What to work on:
Reproduce the records below, switching each "which portion" to "which region" and leaving everything else unchanged.

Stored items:
**********

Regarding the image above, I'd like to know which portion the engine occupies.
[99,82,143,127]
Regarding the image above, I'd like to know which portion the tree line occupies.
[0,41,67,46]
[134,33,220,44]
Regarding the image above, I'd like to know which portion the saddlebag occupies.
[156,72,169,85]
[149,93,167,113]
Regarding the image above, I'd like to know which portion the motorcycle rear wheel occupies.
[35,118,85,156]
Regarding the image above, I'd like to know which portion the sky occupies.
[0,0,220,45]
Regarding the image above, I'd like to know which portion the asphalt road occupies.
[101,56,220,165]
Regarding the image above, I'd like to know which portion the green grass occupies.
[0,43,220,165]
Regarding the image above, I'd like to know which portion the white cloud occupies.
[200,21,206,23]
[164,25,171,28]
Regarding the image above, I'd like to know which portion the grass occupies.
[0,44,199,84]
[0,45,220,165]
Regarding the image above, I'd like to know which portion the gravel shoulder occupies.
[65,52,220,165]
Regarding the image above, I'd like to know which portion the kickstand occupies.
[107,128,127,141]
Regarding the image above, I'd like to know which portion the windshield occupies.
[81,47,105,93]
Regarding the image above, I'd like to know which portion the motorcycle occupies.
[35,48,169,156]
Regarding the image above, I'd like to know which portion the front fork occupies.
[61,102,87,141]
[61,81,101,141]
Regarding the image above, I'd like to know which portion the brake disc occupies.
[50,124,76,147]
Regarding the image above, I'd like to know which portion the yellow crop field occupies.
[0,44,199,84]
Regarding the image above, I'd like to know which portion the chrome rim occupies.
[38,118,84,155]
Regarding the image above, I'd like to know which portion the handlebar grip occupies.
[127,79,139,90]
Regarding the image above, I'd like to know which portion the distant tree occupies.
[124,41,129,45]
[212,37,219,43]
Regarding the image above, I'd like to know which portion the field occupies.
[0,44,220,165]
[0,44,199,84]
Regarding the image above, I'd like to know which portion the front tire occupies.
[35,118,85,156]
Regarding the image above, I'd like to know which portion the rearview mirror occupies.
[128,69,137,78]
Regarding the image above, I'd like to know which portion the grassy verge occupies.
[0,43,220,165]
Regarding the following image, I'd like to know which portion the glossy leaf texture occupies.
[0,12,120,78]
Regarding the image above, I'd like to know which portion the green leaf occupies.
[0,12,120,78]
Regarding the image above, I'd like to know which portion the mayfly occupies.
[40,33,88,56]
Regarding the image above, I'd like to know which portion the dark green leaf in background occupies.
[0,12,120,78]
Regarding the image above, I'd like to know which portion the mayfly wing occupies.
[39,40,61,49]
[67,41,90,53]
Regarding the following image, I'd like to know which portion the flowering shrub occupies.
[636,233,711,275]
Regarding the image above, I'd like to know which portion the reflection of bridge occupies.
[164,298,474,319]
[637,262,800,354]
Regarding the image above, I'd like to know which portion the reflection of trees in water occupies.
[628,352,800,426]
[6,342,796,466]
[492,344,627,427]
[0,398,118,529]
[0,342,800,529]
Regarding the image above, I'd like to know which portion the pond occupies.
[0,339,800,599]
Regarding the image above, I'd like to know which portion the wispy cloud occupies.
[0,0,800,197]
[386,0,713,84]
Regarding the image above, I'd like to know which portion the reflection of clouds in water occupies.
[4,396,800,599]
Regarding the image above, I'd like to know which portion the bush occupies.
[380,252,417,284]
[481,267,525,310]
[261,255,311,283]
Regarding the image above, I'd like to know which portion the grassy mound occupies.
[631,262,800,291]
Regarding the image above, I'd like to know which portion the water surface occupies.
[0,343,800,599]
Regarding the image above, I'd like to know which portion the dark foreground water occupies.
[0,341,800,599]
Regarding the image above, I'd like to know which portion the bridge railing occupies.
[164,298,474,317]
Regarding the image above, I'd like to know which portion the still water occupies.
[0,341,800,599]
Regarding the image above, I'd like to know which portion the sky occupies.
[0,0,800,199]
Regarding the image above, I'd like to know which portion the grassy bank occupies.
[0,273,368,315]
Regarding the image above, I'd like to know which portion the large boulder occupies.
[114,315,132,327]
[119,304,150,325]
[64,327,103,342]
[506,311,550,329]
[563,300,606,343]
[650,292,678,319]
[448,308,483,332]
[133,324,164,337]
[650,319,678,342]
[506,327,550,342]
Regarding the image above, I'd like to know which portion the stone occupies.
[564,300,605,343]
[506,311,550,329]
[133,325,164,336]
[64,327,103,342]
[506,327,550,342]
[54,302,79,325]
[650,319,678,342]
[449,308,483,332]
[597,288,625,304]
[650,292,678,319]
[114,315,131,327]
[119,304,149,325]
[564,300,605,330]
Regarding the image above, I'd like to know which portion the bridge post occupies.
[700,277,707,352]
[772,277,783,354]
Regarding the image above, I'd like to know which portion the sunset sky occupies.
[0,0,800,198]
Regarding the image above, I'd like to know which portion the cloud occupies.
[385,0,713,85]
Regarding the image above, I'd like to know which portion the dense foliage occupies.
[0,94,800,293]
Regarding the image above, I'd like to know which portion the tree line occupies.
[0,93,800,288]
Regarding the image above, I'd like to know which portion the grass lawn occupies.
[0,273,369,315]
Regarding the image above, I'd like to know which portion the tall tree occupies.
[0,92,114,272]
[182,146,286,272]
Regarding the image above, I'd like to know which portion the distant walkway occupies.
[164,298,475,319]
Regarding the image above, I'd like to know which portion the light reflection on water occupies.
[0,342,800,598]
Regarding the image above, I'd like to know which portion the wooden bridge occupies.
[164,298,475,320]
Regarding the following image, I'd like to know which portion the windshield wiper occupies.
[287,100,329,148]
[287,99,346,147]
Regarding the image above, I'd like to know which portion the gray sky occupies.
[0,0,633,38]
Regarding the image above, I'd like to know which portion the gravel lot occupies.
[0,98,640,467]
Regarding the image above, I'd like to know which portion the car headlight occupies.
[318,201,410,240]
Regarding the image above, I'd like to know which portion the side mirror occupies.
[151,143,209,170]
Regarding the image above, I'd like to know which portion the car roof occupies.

**********

Solution to the problem:
Regarding the image above, I'd like to know which region the engine occupies.
[99,82,143,127]
Regarding the image above, I'd like to know which region the tree line occupies.
[0,41,67,46]
[134,33,220,44]
Regarding the image above, I'd like to know which region the saddlebag occupies.
[156,72,169,85]
[149,93,167,113]
Regarding the image above, I'd like to know which region the motorcycle rear wheel occupies.
[35,118,85,156]
Regarding the image above, I'd like to know which region the sky occupies.
[0,0,220,45]
Regarding the image above, I'd like to know which region the asphalt road occupies.
[101,56,220,165]
Regarding the image above, I'd like to know which region the green grass occupies.
[0,43,220,165]
Regarding the image above, I'd like to know which region the white cloud occupies.
[200,21,206,23]
[164,25,171,28]
Regarding the image above, I'd like to know which region the grass occupies.
[0,44,199,84]
[0,45,220,165]
Regarding the image above, I'd like to know which region the gravel shoulder occupies.
[65,52,220,165]
Regarding the image above, I'd like to know which region the kickstand occupies.
[107,128,127,141]
Regarding the image above, I'd like to know which region the windshield occupies.
[81,47,105,93]
Regarding the image above, I'd like to know which region the motorcycle occupies.
[35,48,169,156]
Regarding the image above, I'd like to know which region the front fork occupies.
[61,102,87,141]
[61,81,101,141]
Regarding the image above, I'd like to know which region the brake disc occupies.
[50,124,76,147]
Regarding the image above, I'd like to know which region the yellow crop field occupies.
[0,44,199,84]
Regarding the image above, I'd like to know which region the chrome rim occupies.
[38,118,84,155]
Regarding the image above, I'd like to know which region the handlebar grip occupies.
[127,79,139,90]
Regarding the image above, I'd like to know which region the distant tree occupies.
[124,41,129,45]
[212,37,219,43]
Regarding the image above, I'd like to know which region the field occupies.
[0,44,220,165]
[0,44,199,84]
Regarding the image above, I'd like to know which region the front tire occupies.
[35,118,85,156]
Regarding the image above, I'd like to know which region the rearview mirror occupies.
[128,69,137,78]
Regarding the image above, I'd like to know which region the grassy verge occupies.
[0,43,220,165]
Regarding the following image, I'd like to know which region the glossy leaf texture occupies.
[0,12,120,78]
Regarding the image above, I'd like to know which region the green leaf occupies.
[0,12,120,78]
Regarding the image above, I'd like to know which region the mayfly occupies.
[40,33,88,56]
Regarding the image above, I'd like to know which region the dark green leaf in background occupies.
[0,12,120,78]
Regarding the image above, I'd like to know which region the mayfly wing occupies.
[39,40,61,49]
[67,41,90,53]
Regarding the following image, I'd like to know which region the flowering shrub occupies.
[636,233,711,275]
Regarding the image above, I'd like to know which region the reflection of bridge occupies.
[164,298,474,319]
[637,262,800,354]
Regarding the image above, I'd like to know which region the reflection of trees in water occupies.
[628,352,800,426]
[6,342,796,466]
[492,344,627,427]
[0,398,118,529]
[0,342,800,529]
Regarding the image above, I'd like to know which region the pond occupies.
[0,339,800,599]
Regarding the image above, I'd like to know which region the wispy cloud occupies.
[0,0,800,197]
[386,0,713,84]
Regarding the image above, I'd like to know which region the reflection of clouds in water occupies.
[4,396,800,599]
Regarding the image above, I'd like to know which region the bush occupies.
[380,252,417,284]
[481,267,525,310]
[261,255,311,283]
Regarding the image above, I'd like to know which region the grassy mound occupies.
[631,262,800,291]
Regarding the image above, I'd like to know which region the water surface occupies.
[0,343,800,599]
Regarding the image above, I'd like to know which region the dark foreground water occupies.
[0,341,800,599]
Regarding the image above, I'd like to know which region the bridge railing occupies.
[164,298,474,317]
Regarding the image above, I'd like to know which region the still water occupies.
[0,341,800,599]
Regarding the image above, I'd like to know which region the sky occupies.
[0,0,800,199]
Regarding the image above, I'd like to know which region the grassy bank occupies.
[0,273,368,315]
Regarding the image above, I'd like to know which region the large boulder occupies.
[114,315,132,327]
[119,304,150,325]
[64,327,103,342]
[506,311,550,329]
[563,300,606,343]
[650,292,678,319]
[448,308,483,332]
[133,324,164,337]
[650,319,678,342]
[506,327,550,342]
Regarding the image above, I'd like to know which region the stone occupies.
[564,300,605,343]
[506,311,550,329]
[133,325,164,336]
[64,327,103,342]
[506,327,550,342]
[54,302,79,325]
[650,319,678,342]
[449,308,483,332]
[597,288,625,304]
[650,292,678,319]
[114,315,131,327]
[119,304,149,325]
[564,300,605,330]
Regarding the image above, I'd like to know which region the bridge post occupies.
[700,277,707,352]
[772,277,783,354]
Regarding the image above, I'd like to know which region the sunset sky occupies.
[0,0,800,198]
Regarding the image above, I'd like to know which region the cloud occupies.
[385,0,713,85]
Regarding the image above, I'd like to know which region the dense foliage occupies.
[0,94,800,293]
Regarding the image above, I'd like to know which region the tree line occupies.
[0,93,800,288]
Regarding the image above, I'd like to know which region the grass lawn occupies.
[0,273,369,315]
Regarding the image above, I'd like to know which region the tall tree occupies.
[0,92,114,272]
[182,146,286,272]
Regarding the image above, I'd like to know which region the distant walkway occupies.
[164,298,475,319]
Regarding the image above, I'd like to know which region the light reflection on water occupies.
[0,342,800,598]
Regarding the image above, I'd like to know which region the wooden bridge occupies.
[164,298,475,320]
Regarding the following image, I'd like to know which region the windshield wiper occupies.
[287,100,329,148]
[287,99,346,147]
Regarding the image above, I'd like to know which region the gray sky occupies.
[0,0,633,38]
Regarding the image above, I'd like to know which region the gravel lot occupies.
[0,98,640,467]
Regarding the image above, I'd like to know which region the car headlight occupies.
[318,201,410,240]
Regarding the image above, I'd like to know which region the side mirror occupies.
[151,143,209,170]
Regarding the image above, I'd like to know which region the car roof occupies.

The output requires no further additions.